Zu erstellen
Setzen Sie den Text über Gottes Zusage „Nie wieder“ und unsere Verantwortung im Anschluss an seinen letzten Satz fort.

Bereitgestellter Text
Der Zustand unserer Welt ist alles andere als erfreulich, und zu rosarotem Optimismus ist kein Anlass. Jeder und Jede von uns weiß um die Bedrohung unseres demokratischen Wertesystems, um die Bedrohung des äußeren wie des inneren Friedens, um die Gefahr, dass das soziale Gefüge aus dem Gleichgewicht gerät, um die Gefahr des Sinnverlustes und eines geistigen Vakuums. 

Grund zur Sorge ist also in unserer Situation gewaltiger Umbrüche gegeben. Auch deshalb, weil mit dieser Sorge wiederum Politik gemacht wird. 

Der biblische Text widerspricht dem Geschäft mit der Angst und den Schreckensszenarien. Er setzt einen deutlichen Gegenakzent. Nicht wankelmütige Menschen, sondern der neue und absolut verlässliche Gott selbst spricht das „Nie wieder“ damals und auch in unsere Zeit. Darauf dürfen wir vertrauen und bauen. 

Diese Zusage Gottes „nie wieder“ entbindet uns aber nicht von unserer Verantwortung für das Leben in Gesellschaft und Kirche einzutreten.

Gottes Zusage nimmt uns vielmehr in die Verantwortung für das Leben. Jede und Jeder von uns soll nach besten Kräften die lebensbedrohlichen Mächte eindämmen und für Freiheit, Demokratie und die Rechte aller Menschen einstehen. Wir sind gerufen, das soziale Gefüge unseres Staates mitzugestalten, wie es Ludwig Windthorst in seiner Zeit tat. 

Er hat mit einem unbändigen Elan und einer souveränen Sturheit die Wahrung von Menschenrechten, insbesondere von Minderheitenrechten, um welche Minderheiten auch immer es sich handelte, gegen preußische Machtansprüche verteidigt. Er wurde zu einem Visionär des politischen Katholizismus im deutschen Kaiserreich, zum Wegbereiter der christlich-demokratischen Idee und Verantwortung.

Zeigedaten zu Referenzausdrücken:

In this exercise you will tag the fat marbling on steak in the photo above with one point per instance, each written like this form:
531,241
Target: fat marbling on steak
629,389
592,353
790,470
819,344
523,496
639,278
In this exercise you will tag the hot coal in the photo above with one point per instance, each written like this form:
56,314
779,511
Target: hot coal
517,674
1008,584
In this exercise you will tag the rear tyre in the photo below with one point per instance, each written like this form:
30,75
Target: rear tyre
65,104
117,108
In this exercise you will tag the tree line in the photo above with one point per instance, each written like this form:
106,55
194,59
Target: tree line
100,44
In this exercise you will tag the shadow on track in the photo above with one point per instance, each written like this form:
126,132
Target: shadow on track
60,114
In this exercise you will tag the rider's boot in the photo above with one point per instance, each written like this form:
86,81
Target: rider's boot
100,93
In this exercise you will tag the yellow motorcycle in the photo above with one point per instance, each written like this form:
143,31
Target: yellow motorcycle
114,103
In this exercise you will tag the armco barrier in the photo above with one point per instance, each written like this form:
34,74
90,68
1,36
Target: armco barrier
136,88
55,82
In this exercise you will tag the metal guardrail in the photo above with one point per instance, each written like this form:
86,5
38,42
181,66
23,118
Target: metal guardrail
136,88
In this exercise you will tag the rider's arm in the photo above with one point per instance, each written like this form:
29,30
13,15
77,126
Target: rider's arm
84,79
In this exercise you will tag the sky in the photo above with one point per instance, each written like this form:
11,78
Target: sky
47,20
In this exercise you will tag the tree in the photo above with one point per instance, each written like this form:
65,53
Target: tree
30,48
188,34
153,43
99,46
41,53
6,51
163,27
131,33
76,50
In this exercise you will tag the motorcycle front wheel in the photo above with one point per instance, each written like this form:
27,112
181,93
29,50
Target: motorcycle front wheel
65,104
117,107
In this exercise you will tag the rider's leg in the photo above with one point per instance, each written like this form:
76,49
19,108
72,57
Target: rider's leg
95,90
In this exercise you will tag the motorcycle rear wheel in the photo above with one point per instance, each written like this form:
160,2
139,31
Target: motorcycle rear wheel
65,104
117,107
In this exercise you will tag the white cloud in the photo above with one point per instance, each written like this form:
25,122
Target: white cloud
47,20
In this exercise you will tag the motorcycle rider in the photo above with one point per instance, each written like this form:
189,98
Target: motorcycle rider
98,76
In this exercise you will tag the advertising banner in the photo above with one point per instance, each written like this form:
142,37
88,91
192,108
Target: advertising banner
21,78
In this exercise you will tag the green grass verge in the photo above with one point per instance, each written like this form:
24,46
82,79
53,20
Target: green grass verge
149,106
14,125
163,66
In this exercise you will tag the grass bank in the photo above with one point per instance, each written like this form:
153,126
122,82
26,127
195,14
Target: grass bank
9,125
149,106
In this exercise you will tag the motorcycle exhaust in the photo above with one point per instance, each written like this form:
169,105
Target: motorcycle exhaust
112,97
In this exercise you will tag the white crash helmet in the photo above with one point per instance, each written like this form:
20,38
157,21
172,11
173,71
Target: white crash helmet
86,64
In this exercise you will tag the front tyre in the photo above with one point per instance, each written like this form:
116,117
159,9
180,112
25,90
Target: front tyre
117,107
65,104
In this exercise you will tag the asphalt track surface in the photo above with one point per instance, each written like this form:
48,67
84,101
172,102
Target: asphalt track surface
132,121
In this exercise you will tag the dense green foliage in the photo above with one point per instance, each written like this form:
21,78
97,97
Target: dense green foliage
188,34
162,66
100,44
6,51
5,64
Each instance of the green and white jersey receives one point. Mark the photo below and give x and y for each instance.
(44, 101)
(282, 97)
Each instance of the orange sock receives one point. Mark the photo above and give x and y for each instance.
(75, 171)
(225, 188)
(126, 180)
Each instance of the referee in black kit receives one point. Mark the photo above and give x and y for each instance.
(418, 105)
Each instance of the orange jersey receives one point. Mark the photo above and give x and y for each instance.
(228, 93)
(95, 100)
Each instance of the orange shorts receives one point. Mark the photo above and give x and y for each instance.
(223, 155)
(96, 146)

Antwortbereich
Ludwig Windthorst gehört neben Josef Görres, dem wortgewaltigen Publizisten, und Wilhelm-Emanuel von Ketteler, den herausragenden Mainzer Bischof, zu den Führungspersönlichkeiten mit großem politischem und sozialem Weitblick. 

Uns Menschen ist die Sorge für das Leben zu treuen Händen anvertraut. Diese Sorge ist die tiefste und höchste Verpflichtung der Politik. Politische Verantwortung zu übernehmen, heißt, Verantwortung für das Leben zu tragen. Politik ist Dienst am Leben. Sie soll nach besten Kräften die lebensbedrohlichen Mächte eindämmen helfen. 

Politisches Handeln verfehlt seine Aufgabe, ja es wird zutiefst unglaubwürdig, wenn der notwendige Meinungsstreit zum bloßen parteipolitischen Interessenstreit verkommt und nicht der Streit um die beste Lösung für das Leben ist. Politisches Handeln verfehlt seine Aufgabe, wenn es um populistisches Schielen auf momentane vordergründige Pluspunkte oder gar um persönliche Vorteilnahme zu gehen scheint anstatt um Antworten auf die elementaren Lebenssorgen und Nöte der Menschen, vor allem der kleinen und einfachen Leute. 

Um die Orientierung zu behalten, kann es helfen, sich bewusst zu machen: Jenseits aller Pragmatik steht die Politik unter Voraussetzungen und Maßstäben, die ihr vorgegeben sind.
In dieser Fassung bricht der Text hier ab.